## Required actions
1) Shorten the paragraph in the storm analysis text that begins "This R markdown comprises," keeping its main facts.
2) Write out the stretch of the storm analysis text from "This R markdown" through "on the Economy.", renaming "Coursera" to "edX".

## Document passage

This R markdown comprises an analysis made for the course “Reproducible Research” on the Data Science Specialization in Coursera. It aims to gauge the effects of major weather events, such as storms and heat waves, in the United States. For this analysis, the U.S. National Oceanic and Atmospheric Administration’s (NOAA) storm database was used. Two plots were created, showing which events cause the greatest effect on population health and on the Economy.
To perform this analysis some R libraries need to be imported.
library(R.utils)
## Warning: package 'R.utils' was built under R version 4.3.3
## Carregando pacotes exigidos: R.oo
## Warning: package 'R.oo' was built under R version 4.3.3
## Carregando pacotes exigidos: R.methodsS3
## Warning: package 'R.methodsS3' was built under R version 4.3.3
## R.methodsS3 v1.8.2 (2022-06-13 22:00:14 UTC) successfully loaded. See ?R.methodsS3 for help.

## Provided data
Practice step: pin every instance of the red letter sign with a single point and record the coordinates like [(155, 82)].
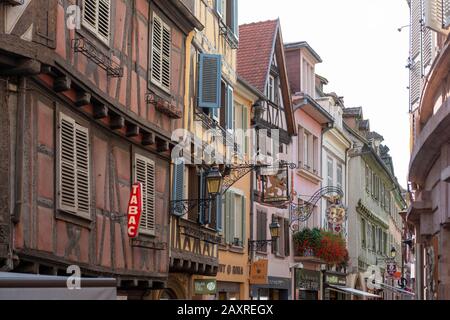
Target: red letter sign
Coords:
[(134, 210)]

## Answers provided
1) This R markdown analysis, made for Coursera's "Reproducible Research" course in the Data Science Specialization, uses NOAA's storm database to measure how major U.S. weather events such as storms and heat waves affect people. Two plots show which events hit population health and the economy hardest.

2)
This R markdown comprises an analysis made for the course “Reproducible Research” on the Data Science Specialization in edX. It aims to gauge the effects of major weather events, such as storms and heat waves, in the United States. For this analysis, the U.S. National Oceanic and Atmospheric Administration’s (NOAA) storm database was used. Two plots were created, showing which events cause the greatest effect on population health and on the Economy.